Of the lines listed below, return exactly those that run from the line containing "Provide the location of every instance of the dark" through the line containing "Provide the location of every instance of the sparkling", both included.

*** ENTRIES SUPPLIED ***

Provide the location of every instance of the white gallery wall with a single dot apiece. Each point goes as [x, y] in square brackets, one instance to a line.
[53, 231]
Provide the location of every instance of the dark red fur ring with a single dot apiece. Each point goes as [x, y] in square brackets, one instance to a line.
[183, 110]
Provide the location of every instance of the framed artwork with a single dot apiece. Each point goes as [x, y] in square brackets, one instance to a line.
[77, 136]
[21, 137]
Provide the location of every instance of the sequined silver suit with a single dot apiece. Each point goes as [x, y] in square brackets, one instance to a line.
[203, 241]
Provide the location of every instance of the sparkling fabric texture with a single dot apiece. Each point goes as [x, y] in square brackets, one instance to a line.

*** End of ENTRIES SUPPLIED ***
*** ENTRIES SUPPLIED ***

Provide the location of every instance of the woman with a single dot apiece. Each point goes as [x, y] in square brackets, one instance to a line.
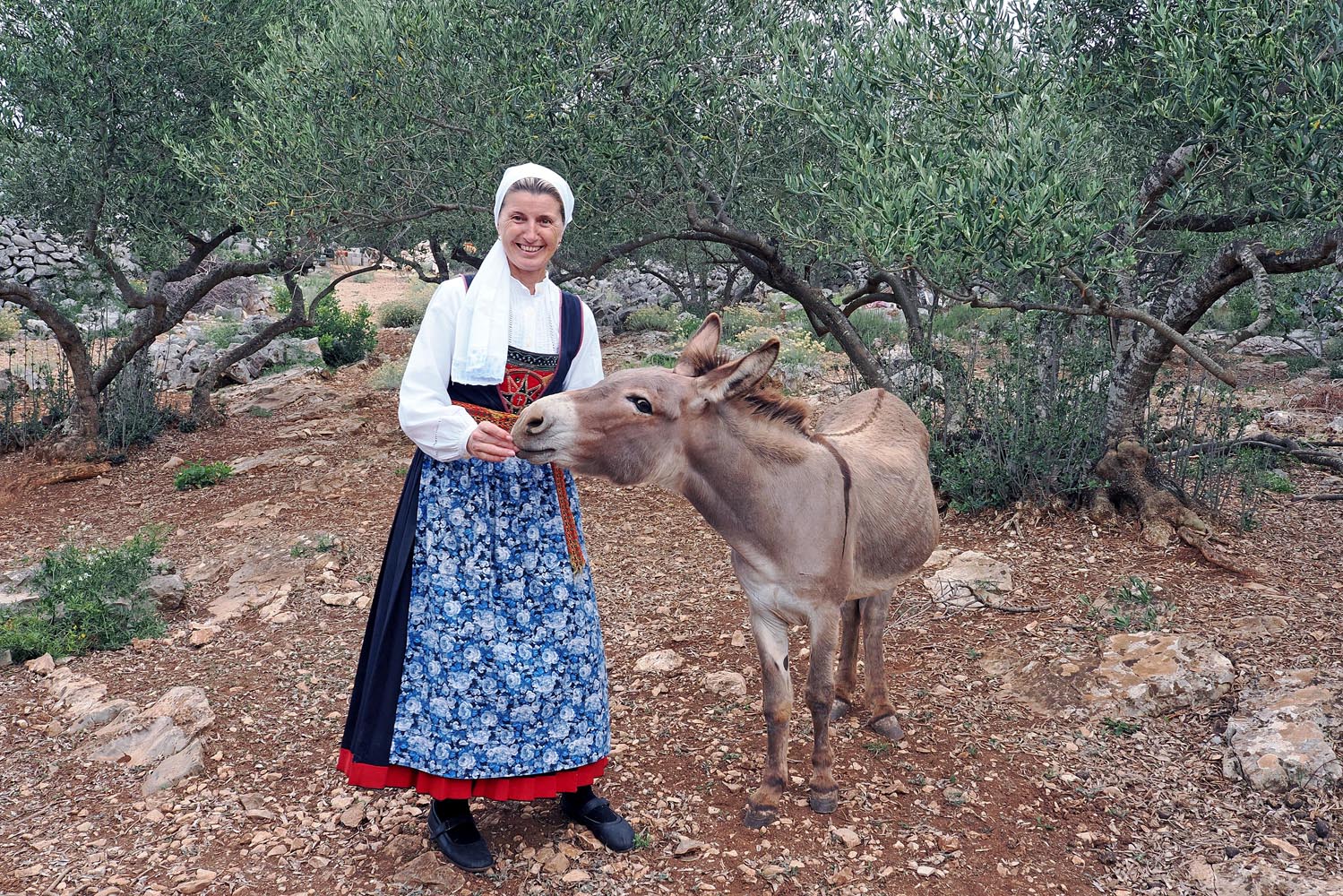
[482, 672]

*** End of ENTRIES SUPPLIED ***

# SOLUTION BELOW
Provide the location of every instance of the dark red fur ring with a single dot apiece. Each point goes as [x, y] in square brackets, one instance to a line.
[183, 110]
Provide the location of every instance of the framed artwork with a single dot apiece. Each point goes as [x, y] in square brackets, one instance to a line.
[77, 136]
[21, 137]
Provide the location of every instance of the sequined silver suit with a single dot apiece. Each point goes as [x, y] in square brackets, one instance to a line.
[203, 241]
Provide the location of every instance of the sparkling fabric texture with a single dot apiece. Each point goes as [x, y] in square brackets, one instance to a line.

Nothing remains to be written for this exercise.